Description of the task:
Turn the rows below into a numbered list, one row per number, and leave out any blank lines.

Task inputs:
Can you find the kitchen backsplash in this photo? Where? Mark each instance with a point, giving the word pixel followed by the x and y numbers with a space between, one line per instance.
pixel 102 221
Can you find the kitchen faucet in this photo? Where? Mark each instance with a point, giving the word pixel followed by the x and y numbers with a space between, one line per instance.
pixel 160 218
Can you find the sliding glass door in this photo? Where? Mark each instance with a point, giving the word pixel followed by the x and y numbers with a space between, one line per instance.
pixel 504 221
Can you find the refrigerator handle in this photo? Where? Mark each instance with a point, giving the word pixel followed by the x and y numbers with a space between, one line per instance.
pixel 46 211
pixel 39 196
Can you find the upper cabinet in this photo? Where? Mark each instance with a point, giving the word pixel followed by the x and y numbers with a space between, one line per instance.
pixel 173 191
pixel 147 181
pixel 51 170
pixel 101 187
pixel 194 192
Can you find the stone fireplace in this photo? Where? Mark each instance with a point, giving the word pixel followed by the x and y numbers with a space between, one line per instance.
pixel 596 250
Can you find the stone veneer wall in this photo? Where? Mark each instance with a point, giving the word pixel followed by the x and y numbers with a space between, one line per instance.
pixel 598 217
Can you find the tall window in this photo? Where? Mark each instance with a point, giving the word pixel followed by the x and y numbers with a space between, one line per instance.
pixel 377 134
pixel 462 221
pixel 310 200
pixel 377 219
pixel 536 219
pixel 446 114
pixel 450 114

Solution to the problem:
1. Can you find the kitchen backsplash in this photo? Where? Mark each instance with a point, giving the word pixel followed by the x and y numbers with a space between, one line per instance.
2. pixel 102 221
3. Can you find the kitchen faucet in this photo? Where? Mark each instance with a point, giving the word pixel followed by the x and y numbers with a space between, one line per instance.
4. pixel 160 218
5. Can you find the sliding glass door in this photo? Where? Mark each instance with a point, giving the word pixel followed by the x and y numbers with a space between, one line per instance.
6. pixel 504 221
7. Can you find the refrigerator handle in this photo? Where? Mark each instance with a point, giving the word pixel followed by the x and y numbers with a space between, one line per instance.
8. pixel 46 211
9. pixel 39 196
10. Can you find the upper cabinet in this photo? Where? Mark each instance with a point, giving the word pixel followed by the x and y numbers with a space between, one line per instance.
11. pixel 173 191
12. pixel 147 181
13. pixel 51 170
14. pixel 101 187
15. pixel 194 192
16. Can you find the stone fireplace in this photo? Where? Mark each instance with a point, giving the word pixel followed by the x and y numbers with a space between, one line per instance.
17. pixel 596 250
18. Can you find the stone veneer wall in this photo? Where? Mark each instance with a point, giving the word pixel followed by the x and y numbers with a space between, one line per instance.
19. pixel 598 217
20. Can you find the tall window in this photo? Where? Mark each instance with a point, giving the word pixel followed by the x and y numbers with a space between, one line per instance.
21. pixel 377 134
22. pixel 462 221
23. pixel 310 200
24. pixel 377 219
25. pixel 536 219
26. pixel 446 114
27. pixel 450 114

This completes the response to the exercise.